> EXERCISE AIM
Please copy out the records below, changing each "in this shot" to "in this image" and keeping everything else the same.

> DATA FOR THIS EXERCISE
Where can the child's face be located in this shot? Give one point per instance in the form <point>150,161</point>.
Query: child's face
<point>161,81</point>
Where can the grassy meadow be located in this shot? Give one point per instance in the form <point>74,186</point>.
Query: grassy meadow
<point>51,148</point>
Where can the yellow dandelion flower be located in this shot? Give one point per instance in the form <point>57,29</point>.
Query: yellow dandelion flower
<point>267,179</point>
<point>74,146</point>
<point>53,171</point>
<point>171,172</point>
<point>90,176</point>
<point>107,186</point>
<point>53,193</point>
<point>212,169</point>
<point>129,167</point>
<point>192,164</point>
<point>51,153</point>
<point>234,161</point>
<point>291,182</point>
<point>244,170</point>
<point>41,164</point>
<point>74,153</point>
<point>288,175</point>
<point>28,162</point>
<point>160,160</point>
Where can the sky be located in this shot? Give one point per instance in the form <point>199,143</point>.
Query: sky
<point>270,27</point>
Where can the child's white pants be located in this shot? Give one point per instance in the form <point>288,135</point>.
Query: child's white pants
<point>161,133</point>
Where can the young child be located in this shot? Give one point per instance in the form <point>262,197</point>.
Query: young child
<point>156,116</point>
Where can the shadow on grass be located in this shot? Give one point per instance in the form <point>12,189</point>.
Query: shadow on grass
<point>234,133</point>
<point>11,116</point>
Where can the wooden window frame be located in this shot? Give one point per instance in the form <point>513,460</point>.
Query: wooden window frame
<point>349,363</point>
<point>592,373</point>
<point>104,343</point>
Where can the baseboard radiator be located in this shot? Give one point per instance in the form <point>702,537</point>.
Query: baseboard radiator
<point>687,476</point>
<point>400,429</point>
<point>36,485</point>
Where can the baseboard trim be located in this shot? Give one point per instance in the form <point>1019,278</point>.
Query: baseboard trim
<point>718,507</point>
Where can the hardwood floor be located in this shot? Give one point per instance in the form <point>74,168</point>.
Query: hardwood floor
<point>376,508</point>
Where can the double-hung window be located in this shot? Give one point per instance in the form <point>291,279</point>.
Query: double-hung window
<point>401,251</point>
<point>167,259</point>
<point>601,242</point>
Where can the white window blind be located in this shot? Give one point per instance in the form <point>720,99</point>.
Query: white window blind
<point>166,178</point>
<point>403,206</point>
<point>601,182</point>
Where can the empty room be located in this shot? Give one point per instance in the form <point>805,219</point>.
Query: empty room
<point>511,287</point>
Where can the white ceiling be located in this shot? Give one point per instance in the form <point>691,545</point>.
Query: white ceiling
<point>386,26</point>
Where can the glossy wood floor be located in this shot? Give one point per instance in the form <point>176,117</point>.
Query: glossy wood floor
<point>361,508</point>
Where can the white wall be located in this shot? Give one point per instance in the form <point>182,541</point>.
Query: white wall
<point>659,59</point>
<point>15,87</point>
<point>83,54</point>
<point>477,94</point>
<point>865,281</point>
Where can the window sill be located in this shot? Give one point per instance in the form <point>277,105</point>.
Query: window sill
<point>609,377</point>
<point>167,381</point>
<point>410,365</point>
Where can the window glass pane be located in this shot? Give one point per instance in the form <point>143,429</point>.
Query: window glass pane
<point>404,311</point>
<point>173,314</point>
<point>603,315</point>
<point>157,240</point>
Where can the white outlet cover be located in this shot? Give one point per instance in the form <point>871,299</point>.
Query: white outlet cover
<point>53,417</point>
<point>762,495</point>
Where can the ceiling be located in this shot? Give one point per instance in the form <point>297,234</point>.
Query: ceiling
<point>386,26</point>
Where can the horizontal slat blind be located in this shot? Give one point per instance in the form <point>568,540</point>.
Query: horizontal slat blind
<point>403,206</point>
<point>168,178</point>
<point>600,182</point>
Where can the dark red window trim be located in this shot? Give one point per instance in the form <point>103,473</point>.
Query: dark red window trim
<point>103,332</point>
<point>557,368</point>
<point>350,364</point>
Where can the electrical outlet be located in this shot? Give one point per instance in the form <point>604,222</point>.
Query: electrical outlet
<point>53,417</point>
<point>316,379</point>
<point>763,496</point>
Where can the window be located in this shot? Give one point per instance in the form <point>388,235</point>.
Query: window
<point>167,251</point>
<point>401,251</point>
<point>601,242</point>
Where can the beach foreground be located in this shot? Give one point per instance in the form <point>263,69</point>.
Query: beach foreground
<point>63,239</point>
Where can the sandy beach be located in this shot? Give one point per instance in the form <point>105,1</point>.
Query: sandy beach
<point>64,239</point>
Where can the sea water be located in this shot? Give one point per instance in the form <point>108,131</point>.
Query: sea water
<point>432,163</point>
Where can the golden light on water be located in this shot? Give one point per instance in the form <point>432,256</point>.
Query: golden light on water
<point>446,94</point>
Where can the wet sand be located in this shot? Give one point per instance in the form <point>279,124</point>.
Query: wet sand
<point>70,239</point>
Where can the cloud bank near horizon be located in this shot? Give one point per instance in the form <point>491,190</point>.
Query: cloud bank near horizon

> SOLUTION FOR THIS EXERCISE
Where can the child's face be located in this image? Give one point per instance in the form <point>150,161</point>.
Query: child's face
<point>161,81</point>
Where can the grassy meadow be located in this image? Give one point per instance in the form <point>74,186</point>.
Query: grassy meadow
<point>51,148</point>
Where can the yellow dandelion flower be located in this image? Give one point per instance in the form <point>57,29</point>.
Query: yellow dandelion flower
<point>267,179</point>
<point>74,146</point>
<point>53,171</point>
<point>171,172</point>
<point>90,176</point>
<point>107,186</point>
<point>53,193</point>
<point>212,169</point>
<point>129,167</point>
<point>192,164</point>
<point>51,153</point>
<point>234,161</point>
<point>291,182</point>
<point>244,170</point>
<point>41,164</point>
<point>74,153</point>
<point>288,175</point>
<point>28,162</point>
<point>160,160</point>
Where can the sky be located in this image? Give one point per instance in the form <point>199,143</point>.
Query: sky
<point>270,27</point>
Where can the child's white pants be located in this image? Give one point per instance in the form <point>288,135</point>.
Query: child's white pants
<point>161,133</point>
Where can the young child be located in this image? Give one point per instance in the form <point>262,197</point>.
Query: young child
<point>156,116</point>
Where can the shadow on grass be located in this image? Give one point per instance in the form <point>12,189</point>.
Query: shadow on grass
<point>234,133</point>
<point>11,116</point>
Where can the wooden window frame be located in this image? Give one point per instance in the form <point>513,460</point>.
Query: wooden window frame
<point>349,363</point>
<point>592,373</point>
<point>104,343</point>
Where can the baseboard radiator be located in this image? Give one point per instance in the form <point>702,537</point>.
Query: baseboard radiator
<point>687,476</point>
<point>400,429</point>
<point>36,485</point>
Where can the baseboard trim be located in this image? Give one point per instance in the form <point>1019,278</point>.
Query: baseboard trim
<point>718,507</point>
Where can the hardwood floor be located in this image? Give one point per instance in the form <point>74,168</point>.
Query: hardwood floor
<point>376,508</point>
Where can the double-hung window be located in this image? Give one point per instance in the form <point>291,279</point>.
Query: double-hung window
<point>401,251</point>
<point>167,259</point>
<point>601,242</point>
Where can the white window blind be located in this image? Give one point per instance in the form <point>720,99</point>.
Query: white window blind
<point>166,178</point>
<point>403,206</point>
<point>601,182</point>
Where can the empty room be located in this image? Give one point per instance in the form <point>805,219</point>.
Query: empty room
<point>511,287</point>
Where can the white ceiling be located in this image? Give one point per instance in the form <point>691,545</point>.
Query: white ceiling
<point>386,26</point>
Where can the glossy wood floor be located in this image? Give one point per instance in the form <point>176,117</point>.
Query: glossy wood floor
<point>361,508</point>
Where can the white wall be located in this image? Give one point per instance in the form <point>182,541</point>.
Query: white wall
<point>659,59</point>
<point>15,87</point>
<point>83,54</point>
<point>477,94</point>
<point>865,281</point>
Where can the window sill be located in this image? Give one point per instance in the form <point>277,105</point>.
Query: window sill
<point>609,377</point>
<point>167,381</point>
<point>410,365</point>
Where can the window glass pane be located in this image? Give one point per instance in the form <point>143,429</point>.
Query: window glass pane
<point>404,311</point>
<point>173,314</point>
<point>603,315</point>
<point>157,240</point>
Where can the white outlet cover be located in this image? Give one point per instance in the form <point>871,299</point>.
Query: white outlet cover
<point>53,417</point>
<point>762,495</point>
Where can the ceiling be located in this image? Give one point per instance in the form <point>297,234</point>.
Query: ceiling
<point>386,26</point>
Where can the horizontal slat blind be located in this image? Give one point per instance in the form <point>568,540</point>.
Query: horizontal slat blind
<point>403,206</point>
<point>168,178</point>
<point>600,182</point>
Where can the dark red window trim be located in this image? Give one point per instance in the form <point>103,473</point>.
Query: dark red window trim
<point>103,332</point>
<point>557,368</point>
<point>350,364</point>
Where can the electrical outlet be located in this image? Give one point per instance in the form <point>604,222</point>.
Query: electrical outlet
<point>53,417</point>
<point>316,379</point>
<point>763,496</point>
Where can the window be located in this image? Give one point per instance in the form <point>388,235</point>.
Query: window
<point>167,251</point>
<point>401,251</point>
<point>601,242</point>
Where can the beach foreground be located in this image? Give one point per instance in the form <point>263,69</point>.
Query: beach foreground
<point>63,239</point>
Where can the sandy beach be located in this image? Give one point per instance in the form <point>105,1</point>.
Query: sandy beach
<point>64,239</point>
Where can the sea water be located in this image? Give one point per instance in the form <point>108,131</point>.
Query: sea water
<point>432,163</point>
Where can the golden light on water be located in this image? Give one point per instance in the form <point>432,256</point>.
Query: golden light on water
<point>446,94</point>
Where can the wet sand be located in this image? Give one point per instance in the form <point>279,124</point>.
Query: wet sand
<point>70,239</point>
Where can the cloud bank near horizon be located in this image? Give one point per instance in the form <point>491,190</point>.
Query: cloud bank near horizon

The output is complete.